[Task material]
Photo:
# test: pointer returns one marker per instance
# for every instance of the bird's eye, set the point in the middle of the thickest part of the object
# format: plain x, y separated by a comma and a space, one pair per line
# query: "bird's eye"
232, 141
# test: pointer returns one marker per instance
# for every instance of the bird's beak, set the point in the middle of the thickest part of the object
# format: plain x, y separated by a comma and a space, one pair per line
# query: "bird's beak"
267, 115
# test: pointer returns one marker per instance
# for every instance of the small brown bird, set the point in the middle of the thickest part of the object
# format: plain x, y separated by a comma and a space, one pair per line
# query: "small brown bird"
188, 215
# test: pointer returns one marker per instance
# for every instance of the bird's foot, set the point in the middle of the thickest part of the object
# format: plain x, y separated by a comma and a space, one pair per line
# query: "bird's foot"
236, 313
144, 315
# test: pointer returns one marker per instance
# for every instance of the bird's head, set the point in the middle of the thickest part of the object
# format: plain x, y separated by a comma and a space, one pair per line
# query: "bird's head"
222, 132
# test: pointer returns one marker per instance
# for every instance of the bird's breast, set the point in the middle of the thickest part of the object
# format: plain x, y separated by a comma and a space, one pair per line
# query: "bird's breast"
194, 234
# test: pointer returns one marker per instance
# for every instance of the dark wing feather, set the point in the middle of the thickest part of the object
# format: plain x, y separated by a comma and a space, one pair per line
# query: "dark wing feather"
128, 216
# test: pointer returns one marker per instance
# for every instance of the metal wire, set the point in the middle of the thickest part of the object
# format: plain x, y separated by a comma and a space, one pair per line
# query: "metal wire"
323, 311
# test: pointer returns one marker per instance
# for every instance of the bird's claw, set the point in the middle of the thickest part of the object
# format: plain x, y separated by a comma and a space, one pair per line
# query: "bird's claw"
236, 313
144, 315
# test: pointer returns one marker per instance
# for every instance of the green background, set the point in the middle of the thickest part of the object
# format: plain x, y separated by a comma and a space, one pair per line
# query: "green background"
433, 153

[Task requirements] Retype the material in full, character for character.

[Task response]
Photo:
# test: pointer returns one marker per instance
# for every instance of the bird's eye, set the point in the middle of the thickest part of the object
# format: plain x, y separated by a comma and a space, one pair per line
# query: "bird's eye"
232, 141
# test: pointer returns one marker per instance
# for every instance of the bird's beak, set the point in the middle of the thickest part of the object
# format: plain x, y separated by a comma and a space, one pair per line
# query: "bird's beak"
267, 115
# test: pointer returns one marker per instance
# for every instance of the small brown bird, set the point in the middle of the thickest part of the object
# format: plain x, y separated by a comma and a space, one pair per line
# query: "small brown bird"
188, 215
# test: pointer returns one marker per instance
# for every instance of the bird's foot, set the point in the middle of the thickest part of the object
# format: plain x, y separated by a comma and a space, one pair per line
# query: "bird's foot"
236, 313
144, 315
# test: pointer returns one marker per instance
# for every instance of the bird's head, set the point in the middle of the thickest part of the object
# format: plain x, y separated by a comma and a space, one pair per line
# query: "bird's head"
222, 132
# test: pointer returns one marker per instance
# for every instance of the bird's breast, set the point in the middle of the thickest part of the object
# format: plain x, y separated by a comma and a space, one pair per line
# query: "bird's breast"
194, 234
# test: pointer returns one marker per instance
# for every instance of the dark wing feather, set the point in the middle of the thickest part of the object
# format: plain x, y separated by a comma and a space, one pair per line
# query: "dark wing feather"
128, 216
# test: pointer returns one marker per instance
# for every instance of the metal wire, set the point in the middle of the thickest part of the object
# format: plain x, y separated by a comma and a space, one pair per line
# query: "metal wire"
323, 311
# test: pointer returns one marker per instance
# for every instance of the bird's claw, set the point in the middle of the thickest part of the object
# format: plain x, y separated by a comma and a space, one pair per line
# query: "bird's claw"
236, 313
144, 315
# test: pointer returns one marker per instance
# for every instance of the green background, set the point in the middle of the thickest part of the object
# format: plain x, y separated by a comma and a space, one pair per line
# query: "green background"
433, 153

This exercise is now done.